• **PASSAGE TO READ**
It's a pretty good one, too! It's based on a lot of circumstantial evidence, and at least two claims (the ancients' lack of knowledge about fossils, and the non-existence of amateur dinosaur-hunters) are demonstrably false. It is not a conclusive refutation of the dinosaur hypothesis by any stretch of the imagination - but it IS enough to make one wonder.

I live close by the Peabody (which is referenced in this clip). I wonder if I could take this video to them, get the museum director's response?

Oscar Wildcat
I didn't get far into the clip. I did love the opener, basically saying that we only started finding dinosaur skeletons after the dinosaurs were hypothesized. That's brilliant! Because technically, it is correct. Before the hypothesis, we didn't know what the hell they were, so we threw them away.

You can't imagine how often that happens, even today.

If I was the museum director, I'd point you at the skeletons and say "Well EH if they aren't ancient extinct animals, then what the hell are these things we keep digging out of the virgin earth?".

• **DATA PROVIDED**

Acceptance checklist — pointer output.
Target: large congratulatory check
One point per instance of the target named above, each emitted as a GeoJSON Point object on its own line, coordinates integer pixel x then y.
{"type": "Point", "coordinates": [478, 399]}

• **TASK BRIEF**
Translate this sentence from the forum discussion about dinosaurs into Spanish: "You can't imagine how often that happens, even today."

• **RESULT BELOW**
No te imaginas con qué frecuencia pasa eso, incluso hoy en día.